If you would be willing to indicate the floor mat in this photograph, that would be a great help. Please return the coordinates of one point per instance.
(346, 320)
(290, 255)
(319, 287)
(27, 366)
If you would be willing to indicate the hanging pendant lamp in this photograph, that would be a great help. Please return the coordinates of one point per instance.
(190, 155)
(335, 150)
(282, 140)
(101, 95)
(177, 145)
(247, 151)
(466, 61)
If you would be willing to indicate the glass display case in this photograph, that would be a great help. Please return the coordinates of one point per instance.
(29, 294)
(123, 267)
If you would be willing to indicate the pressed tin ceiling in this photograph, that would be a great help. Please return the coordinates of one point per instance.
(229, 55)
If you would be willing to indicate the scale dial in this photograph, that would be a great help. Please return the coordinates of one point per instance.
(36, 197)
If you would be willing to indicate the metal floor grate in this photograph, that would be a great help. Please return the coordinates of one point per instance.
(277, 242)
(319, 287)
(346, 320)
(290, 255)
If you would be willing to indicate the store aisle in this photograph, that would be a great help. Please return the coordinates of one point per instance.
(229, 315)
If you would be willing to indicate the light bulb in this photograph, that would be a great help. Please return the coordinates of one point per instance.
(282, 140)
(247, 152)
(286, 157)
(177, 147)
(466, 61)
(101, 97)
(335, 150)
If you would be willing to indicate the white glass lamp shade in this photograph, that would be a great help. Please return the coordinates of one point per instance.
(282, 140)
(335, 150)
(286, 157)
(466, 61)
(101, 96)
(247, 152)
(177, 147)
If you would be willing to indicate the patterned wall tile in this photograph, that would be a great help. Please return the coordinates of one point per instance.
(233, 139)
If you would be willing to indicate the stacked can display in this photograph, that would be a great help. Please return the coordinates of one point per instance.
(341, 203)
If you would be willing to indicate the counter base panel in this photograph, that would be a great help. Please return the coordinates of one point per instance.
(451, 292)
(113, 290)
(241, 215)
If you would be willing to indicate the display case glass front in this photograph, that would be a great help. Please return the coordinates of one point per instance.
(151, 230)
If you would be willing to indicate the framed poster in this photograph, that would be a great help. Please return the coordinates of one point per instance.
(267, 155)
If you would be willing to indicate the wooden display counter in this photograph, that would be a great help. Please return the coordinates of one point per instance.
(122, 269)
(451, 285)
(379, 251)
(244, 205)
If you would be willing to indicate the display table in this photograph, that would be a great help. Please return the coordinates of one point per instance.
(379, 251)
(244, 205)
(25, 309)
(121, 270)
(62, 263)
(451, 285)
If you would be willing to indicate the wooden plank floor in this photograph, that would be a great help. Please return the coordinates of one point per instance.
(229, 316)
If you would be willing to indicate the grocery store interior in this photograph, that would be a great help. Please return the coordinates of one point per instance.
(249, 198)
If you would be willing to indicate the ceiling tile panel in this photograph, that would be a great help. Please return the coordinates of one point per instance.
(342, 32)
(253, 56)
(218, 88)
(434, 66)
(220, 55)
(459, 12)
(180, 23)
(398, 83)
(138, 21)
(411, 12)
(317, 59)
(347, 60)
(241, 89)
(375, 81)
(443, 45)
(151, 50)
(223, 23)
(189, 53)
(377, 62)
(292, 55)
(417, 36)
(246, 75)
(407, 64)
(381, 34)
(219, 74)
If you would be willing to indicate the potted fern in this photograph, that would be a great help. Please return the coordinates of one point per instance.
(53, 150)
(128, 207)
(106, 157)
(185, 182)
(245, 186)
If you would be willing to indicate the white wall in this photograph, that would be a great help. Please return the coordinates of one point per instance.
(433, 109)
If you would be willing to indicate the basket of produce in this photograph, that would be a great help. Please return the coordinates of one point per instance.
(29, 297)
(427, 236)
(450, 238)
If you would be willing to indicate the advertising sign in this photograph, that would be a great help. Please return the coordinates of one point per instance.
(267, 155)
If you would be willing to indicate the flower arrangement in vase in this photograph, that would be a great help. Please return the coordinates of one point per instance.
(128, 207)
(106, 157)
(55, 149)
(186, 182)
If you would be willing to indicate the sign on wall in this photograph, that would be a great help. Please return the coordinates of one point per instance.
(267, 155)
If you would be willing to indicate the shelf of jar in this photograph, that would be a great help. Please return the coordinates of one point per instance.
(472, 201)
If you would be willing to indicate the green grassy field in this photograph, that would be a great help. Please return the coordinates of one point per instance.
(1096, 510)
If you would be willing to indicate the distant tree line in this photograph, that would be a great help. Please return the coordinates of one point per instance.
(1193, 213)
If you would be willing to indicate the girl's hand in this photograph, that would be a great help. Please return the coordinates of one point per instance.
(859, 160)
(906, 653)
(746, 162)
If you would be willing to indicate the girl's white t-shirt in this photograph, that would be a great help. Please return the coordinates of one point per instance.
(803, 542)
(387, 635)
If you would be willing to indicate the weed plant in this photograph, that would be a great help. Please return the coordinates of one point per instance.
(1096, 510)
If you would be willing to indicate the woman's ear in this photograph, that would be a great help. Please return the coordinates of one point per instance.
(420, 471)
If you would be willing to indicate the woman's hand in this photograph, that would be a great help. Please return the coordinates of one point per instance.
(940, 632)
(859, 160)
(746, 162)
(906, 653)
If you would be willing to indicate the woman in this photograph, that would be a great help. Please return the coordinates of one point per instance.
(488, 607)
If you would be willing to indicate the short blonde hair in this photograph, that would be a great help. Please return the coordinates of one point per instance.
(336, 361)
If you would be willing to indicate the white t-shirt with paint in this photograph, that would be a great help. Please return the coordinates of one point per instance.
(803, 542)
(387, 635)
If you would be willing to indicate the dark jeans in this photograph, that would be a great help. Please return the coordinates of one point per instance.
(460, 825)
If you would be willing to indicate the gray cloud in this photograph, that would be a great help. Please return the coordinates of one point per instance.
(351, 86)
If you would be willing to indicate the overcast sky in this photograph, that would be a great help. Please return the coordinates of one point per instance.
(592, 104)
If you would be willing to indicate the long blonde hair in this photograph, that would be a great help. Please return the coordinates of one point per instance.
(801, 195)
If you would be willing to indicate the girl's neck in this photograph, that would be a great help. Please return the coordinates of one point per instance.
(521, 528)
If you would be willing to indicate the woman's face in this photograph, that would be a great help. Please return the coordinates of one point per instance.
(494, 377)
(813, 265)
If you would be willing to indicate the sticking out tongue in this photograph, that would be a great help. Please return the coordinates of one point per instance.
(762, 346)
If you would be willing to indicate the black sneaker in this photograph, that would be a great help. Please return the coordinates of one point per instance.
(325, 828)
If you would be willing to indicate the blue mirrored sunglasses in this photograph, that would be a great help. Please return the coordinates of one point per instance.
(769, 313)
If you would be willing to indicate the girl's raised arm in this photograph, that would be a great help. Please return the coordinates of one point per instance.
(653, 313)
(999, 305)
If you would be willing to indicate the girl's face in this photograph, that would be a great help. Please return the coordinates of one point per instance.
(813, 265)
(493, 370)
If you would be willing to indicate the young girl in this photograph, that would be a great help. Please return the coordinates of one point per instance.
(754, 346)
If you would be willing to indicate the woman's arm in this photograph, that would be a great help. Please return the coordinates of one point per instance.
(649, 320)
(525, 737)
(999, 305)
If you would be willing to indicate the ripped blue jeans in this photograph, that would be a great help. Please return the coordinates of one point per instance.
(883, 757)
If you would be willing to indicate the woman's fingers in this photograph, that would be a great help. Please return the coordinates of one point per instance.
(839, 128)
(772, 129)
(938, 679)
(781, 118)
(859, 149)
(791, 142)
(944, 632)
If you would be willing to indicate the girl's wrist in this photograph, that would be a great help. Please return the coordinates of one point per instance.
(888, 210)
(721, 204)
◆ ◆ ◆ ◆ ◆ ◆ ◆
Exercise instructions: Please make an exact copy of each record.

Worked solution:
If you would be willing to indicate the floor mat in this photograph, that would be a great help. Please return the coordinates of one point per instance.
(346, 320)
(290, 255)
(319, 287)
(27, 366)
If you would be willing to indicate the hanging pendant lamp in this photograph, that would be a great help. Please return the coordinates of one point per instance.
(190, 155)
(335, 150)
(282, 140)
(101, 95)
(177, 145)
(247, 151)
(466, 61)
If you would be willing to indicate the glass display case in this photograph, that would be a great help. Please return the coordinates of one point per instance.
(29, 294)
(123, 267)
If you would be willing to indicate the pressed tin ceiling in this photograph, that would be a great help. Please return the coordinates of one point per instance.
(229, 55)
If you would be willing to indicate the scale dial in this photograph, that would be a great help. Please return the coordinates of one point per instance.
(36, 197)
If you would be willing to indicate the metal floor grate in this photograph, that would be a great help. Please return the coordinates of one point per instance.
(277, 242)
(319, 287)
(346, 320)
(290, 255)
If you would be willing to indicate the store aisle in this photograph, that would be a great help. Please return the coordinates of one point per instance.
(229, 315)
If you would be willing to indicate the light bulb in this photograph, that would be a great help. Please return the coordinates of one point per instance.
(282, 140)
(247, 152)
(286, 157)
(177, 147)
(466, 61)
(101, 97)
(335, 150)
If you would be willing to indicate the white glass lamp shade in this photograph, that would be a great help. Please return the coordinates of one point per instance.
(282, 140)
(335, 150)
(286, 157)
(466, 61)
(101, 96)
(247, 152)
(177, 147)
If you would be willing to indicate the patterned wall tile in this photograph, that would be a great help. Please return the coordinates of one point per instance.
(233, 139)
If you would be willing to indicate the stacked can display in this photograph, that would be a great help. Please return the coordinates of one point per instance.
(341, 203)
If you would be willing to indicate the counter base panel in this photograph, that would be a great help. Please return the coordinates of one point per instance.
(451, 292)
(113, 290)
(241, 215)
If you would be willing to indicate the display case glass front in this photograph, that would be a great help. Please return the coordinates of one point per instance.
(151, 230)
If you would be willing to indicate the framed poster in this photograph, that would be a great help. Please return the coordinates of one point per instance.
(267, 155)
If you would be willing to indicate the wooden display counter in this photograph, that would be a great help. Please return the coordinates of one point per instance.
(122, 269)
(451, 285)
(379, 251)
(244, 205)
If you would be willing to indicate the display table in this photograph, that would be a great help. Please return the coordinates of one point per instance.
(379, 251)
(244, 205)
(25, 309)
(121, 270)
(62, 263)
(451, 285)
If you would be willing to indicate the wooden plank floor in this photograph, that would be a great help. Please return the coordinates of one point per instance.
(229, 316)
If you would be willing to indicate the grocery store interior in this photograph, that would be a great help. Please return the coordinates of one point per instance.
(249, 198)
If you would be willing to indicate the ceiling tile panel in this photograph, that would be a great help. Please return the coordinates of one point per instance.
(342, 32)
(253, 56)
(218, 88)
(434, 66)
(220, 55)
(459, 12)
(180, 23)
(398, 83)
(138, 21)
(411, 12)
(317, 59)
(347, 60)
(241, 89)
(375, 81)
(443, 45)
(151, 50)
(223, 23)
(189, 53)
(377, 62)
(292, 55)
(417, 36)
(246, 75)
(407, 64)
(381, 34)
(219, 74)
If you would be willing to indicate the potted fern in this photograph, that would be a great help. Please return the coordinates of one point per instance.
(53, 150)
(128, 207)
(106, 157)
(185, 182)
(245, 186)
If you would be willing to indicate the white wall in this photograph, that would be a great help. Please return the coordinates of one point per instance.
(433, 109)
If you would be willing to indicate the basket of produce in this photograph, that would be a great help. Please return the coordinates of one point per instance.
(29, 297)
(427, 236)
(450, 238)
If you would be willing to indicate the advertising sign in this photograph, that would be a great help. Please return the coordinates of one point per instance.
(267, 155)
If you would be willing to indicate the flower arrangement in vase in this photograph, that would be a great help. Please return the coordinates of one point per instance.
(128, 207)
(106, 157)
(55, 149)
(186, 182)
If you would be willing to indicate the sign on wall in this photograph, that would be a great help. Please return the coordinates of one point per instance.
(267, 155)
If you would be willing to indicate the shelf of jar in this photograph, that would be a great help. Please return the coordinates of one point per instance.
(472, 201)
If you would be willing to indicate the green grassy field in this photograph, that would be a great help. Please return the coordinates of one point per instance.
(1096, 510)
If you would be willing to indicate the distant tree line in this photograph, that would be a great help. Please return the coordinates of one point per instance.
(1193, 213)
If you would be willing to indicate the girl's hand in this photograph, that would be a great help. Please return the coordinates of one point per instance.
(859, 160)
(906, 653)
(746, 162)
If you would be willing to indicate the girl's white t-shirt in this photograph, that would be a great help. Please return the coordinates of one point per instance.
(803, 542)
(387, 635)
If you would be willing to indicate the weed plant in this photograph, that would be a great help. Please return the coordinates of one point per instance.
(1096, 510)
If you would be willing to indicate the woman's ear in this photograph, that would be a great help. Please return the coordinates of one point per instance.
(420, 471)
If you would be willing to indicate the woman's hand in this photograph, that would be a great help. Please return the coordinates of one point per instance.
(940, 632)
(859, 160)
(746, 162)
(906, 653)
If you would be willing to indicate the woman in this photograph, that would be a great help. Please return the coordinates of one point per instance.
(488, 607)
If you would be willing to indicate the short blonde hair in this photograph, that would be a great help. Please return the coordinates of one point per instance.
(336, 361)
If you would be willing to indicate the white t-shirt with paint in this photograph, that would be a great help. Please return the coordinates of one point per instance.
(803, 542)
(387, 635)
If you would be willing to indicate the dark jeans in this photograph, that would be a great help. Please return the coordinates of one point per instance.
(460, 825)
If you would be willing to indicate the gray cloud in this photograph, that would be a great help. Please return the coordinates of one point per instance.
(351, 86)
If you would be willing to indicate the overcast sky in this photograph, that would be a great help. Please return the coordinates of one point per instance.
(592, 104)
If you would be willing to indicate the long blonde hair in this photograph, that would be a great help. Please return the coordinates of one point per instance.
(801, 195)
If you would be willing to indicate the girl's neck in this photograph, that would be a great help. Please return the coordinates of one point per instance.
(521, 528)
If you would be willing to indicate the woman's face in this photograph, that would be a great help. Please return the coordinates of one point per instance.
(494, 377)
(813, 265)
If you would be willing to indicate the sticking out tongue in this photograph, that would be a great help. Please return the coordinates of one point per instance.
(762, 346)
If you would be willing to indicate the black sneaker in this photograph, that would be a great help. Please return the coordinates of one point per instance.
(325, 828)
If you would be willing to indicate the blue mirrored sunglasses in this photograph, that would be a great help. Please return the coordinates of one point per instance.
(769, 313)
If you would be willing to indicate the girl's raised arm in this photograph, that would be a great help. Please return the coordinates of one point per instance.
(653, 313)
(999, 305)
If you would be willing to indicate the girl's face in this photograph, that would be a great help. Please return the coordinates of one point per instance.
(813, 265)
(493, 370)
If you would be willing to indicate the young girl in this photograph, that would be a great help. Please return the coordinates of one point per instance.
(754, 346)
If you would be willing to indicate the woman's arm in this photograph, that would be a great help. Please return the coordinates of one point per instance.
(649, 320)
(525, 737)
(999, 305)
If you would be willing to indicate the ripped blue jeans in this photograph, that would be a great help. Please return the coordinates of one point per instance.
(883, 757)
If you would be willing to indicate the woman's fingers in this photograph, that would be a great help. Please return the coordinates of one point per instance.
(839, 128)
(772, 129)
(938, 679)
(781, 118)
(859, 149)
(791, 142)
(944, 632)
If you would be willing to indicate the girl's wrist in this photograph, that would be a great help. Please return the coordinates of one point per instance.
(888, 210)
(721, 204)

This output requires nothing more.